Location labeling records:
[start]

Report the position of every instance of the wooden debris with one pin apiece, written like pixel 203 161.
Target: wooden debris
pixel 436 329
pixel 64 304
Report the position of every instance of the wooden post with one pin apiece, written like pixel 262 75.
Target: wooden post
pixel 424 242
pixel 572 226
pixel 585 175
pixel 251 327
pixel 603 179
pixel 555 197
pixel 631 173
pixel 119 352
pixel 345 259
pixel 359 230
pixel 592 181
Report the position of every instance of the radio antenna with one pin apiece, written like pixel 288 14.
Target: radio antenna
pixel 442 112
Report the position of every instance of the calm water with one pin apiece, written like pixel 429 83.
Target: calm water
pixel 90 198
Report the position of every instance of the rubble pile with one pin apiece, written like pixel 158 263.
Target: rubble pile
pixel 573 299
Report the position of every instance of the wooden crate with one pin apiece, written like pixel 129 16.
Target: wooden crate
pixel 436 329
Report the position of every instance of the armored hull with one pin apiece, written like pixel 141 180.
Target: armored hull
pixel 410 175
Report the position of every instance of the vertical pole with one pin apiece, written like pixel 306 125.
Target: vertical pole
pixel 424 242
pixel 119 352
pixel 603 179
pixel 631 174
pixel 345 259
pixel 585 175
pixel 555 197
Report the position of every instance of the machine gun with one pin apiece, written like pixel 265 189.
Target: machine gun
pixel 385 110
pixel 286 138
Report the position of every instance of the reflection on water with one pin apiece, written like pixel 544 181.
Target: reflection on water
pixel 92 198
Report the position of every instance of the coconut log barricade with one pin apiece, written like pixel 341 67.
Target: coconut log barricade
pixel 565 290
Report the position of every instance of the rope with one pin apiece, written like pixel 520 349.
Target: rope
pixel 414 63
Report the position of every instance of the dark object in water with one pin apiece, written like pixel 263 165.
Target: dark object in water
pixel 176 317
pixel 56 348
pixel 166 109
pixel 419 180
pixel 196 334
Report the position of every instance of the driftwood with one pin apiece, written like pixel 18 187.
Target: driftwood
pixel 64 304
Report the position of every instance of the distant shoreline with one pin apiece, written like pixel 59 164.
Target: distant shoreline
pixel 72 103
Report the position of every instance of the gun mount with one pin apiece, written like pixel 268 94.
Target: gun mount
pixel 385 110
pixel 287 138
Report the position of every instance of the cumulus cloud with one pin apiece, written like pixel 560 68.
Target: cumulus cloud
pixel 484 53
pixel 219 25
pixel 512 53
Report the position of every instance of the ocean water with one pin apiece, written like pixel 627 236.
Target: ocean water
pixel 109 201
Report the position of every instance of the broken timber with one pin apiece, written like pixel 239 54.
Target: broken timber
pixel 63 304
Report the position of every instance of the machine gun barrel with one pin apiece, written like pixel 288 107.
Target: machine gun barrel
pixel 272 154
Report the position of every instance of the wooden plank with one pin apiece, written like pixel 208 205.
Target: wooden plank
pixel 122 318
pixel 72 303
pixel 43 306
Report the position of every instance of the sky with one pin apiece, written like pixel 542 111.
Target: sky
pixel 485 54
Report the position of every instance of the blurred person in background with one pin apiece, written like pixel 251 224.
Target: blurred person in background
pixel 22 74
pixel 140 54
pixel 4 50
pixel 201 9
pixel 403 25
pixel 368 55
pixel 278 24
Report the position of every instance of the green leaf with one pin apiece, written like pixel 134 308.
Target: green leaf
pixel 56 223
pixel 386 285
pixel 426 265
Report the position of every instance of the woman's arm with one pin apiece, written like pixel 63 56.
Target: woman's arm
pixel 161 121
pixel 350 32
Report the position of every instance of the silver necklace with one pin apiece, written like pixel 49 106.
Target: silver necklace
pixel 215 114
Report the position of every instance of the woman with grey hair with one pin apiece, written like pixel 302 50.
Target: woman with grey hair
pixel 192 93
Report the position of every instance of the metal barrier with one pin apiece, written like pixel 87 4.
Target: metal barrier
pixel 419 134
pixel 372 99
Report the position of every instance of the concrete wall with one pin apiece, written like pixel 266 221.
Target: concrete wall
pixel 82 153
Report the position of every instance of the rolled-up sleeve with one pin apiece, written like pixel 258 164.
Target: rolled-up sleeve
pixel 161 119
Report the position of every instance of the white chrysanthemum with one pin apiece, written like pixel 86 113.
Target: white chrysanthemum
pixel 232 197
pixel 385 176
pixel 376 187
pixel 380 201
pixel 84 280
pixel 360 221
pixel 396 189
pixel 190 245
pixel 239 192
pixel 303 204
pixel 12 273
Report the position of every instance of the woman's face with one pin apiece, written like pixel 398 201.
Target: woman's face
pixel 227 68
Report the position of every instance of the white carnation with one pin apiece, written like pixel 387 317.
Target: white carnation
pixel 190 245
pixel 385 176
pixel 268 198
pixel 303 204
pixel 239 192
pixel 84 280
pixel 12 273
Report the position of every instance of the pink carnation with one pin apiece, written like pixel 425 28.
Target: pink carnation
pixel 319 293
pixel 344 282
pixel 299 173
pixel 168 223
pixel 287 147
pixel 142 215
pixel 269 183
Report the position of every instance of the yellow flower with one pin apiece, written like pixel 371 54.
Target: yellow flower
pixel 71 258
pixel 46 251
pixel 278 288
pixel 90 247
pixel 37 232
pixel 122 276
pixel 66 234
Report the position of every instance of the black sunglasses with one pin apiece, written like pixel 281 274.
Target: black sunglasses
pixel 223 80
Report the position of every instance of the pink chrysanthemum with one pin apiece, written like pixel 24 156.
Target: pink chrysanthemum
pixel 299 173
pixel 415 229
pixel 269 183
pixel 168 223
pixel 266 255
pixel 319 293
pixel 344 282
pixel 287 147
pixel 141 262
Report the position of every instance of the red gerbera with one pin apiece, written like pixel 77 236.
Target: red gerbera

[end]

Output the rows as a numbered list, starting at the first line and ending at the line that contains "pixel 90 198", with that line included and blank lines left out.

--- Complete output ---
1. Report the position of every instance of the wooden debris with one pin apiece, written like pixel 203 161.
2. Target: wooden debris
3. pixel 436 329
4. pixel 64 304
5. Report the position of every instance of the wooden post with one pin apiece, written like pixel 262 75.
6. Target: wooden post
7. pixel 424 242
8. pixel 572 226
9. pixel 585 175
10. pixel 251 327
11. pixel 603 179
12. pixel 555 197
13. pixel 631 173
14. pixel 119 352
15. pixel 345 259
16. pixel 359 230
17. pixel 592 181
18. Report the position of every instance of the radio antenna with one pin apiece, written like pixel 288 14.
19. Target: radio antenna
20. pixel 442 112
21. Report the position of every instance of the calm water with one pin apiece, written like pixel 429 83.
22. Target: calm water
23. pixel 90 198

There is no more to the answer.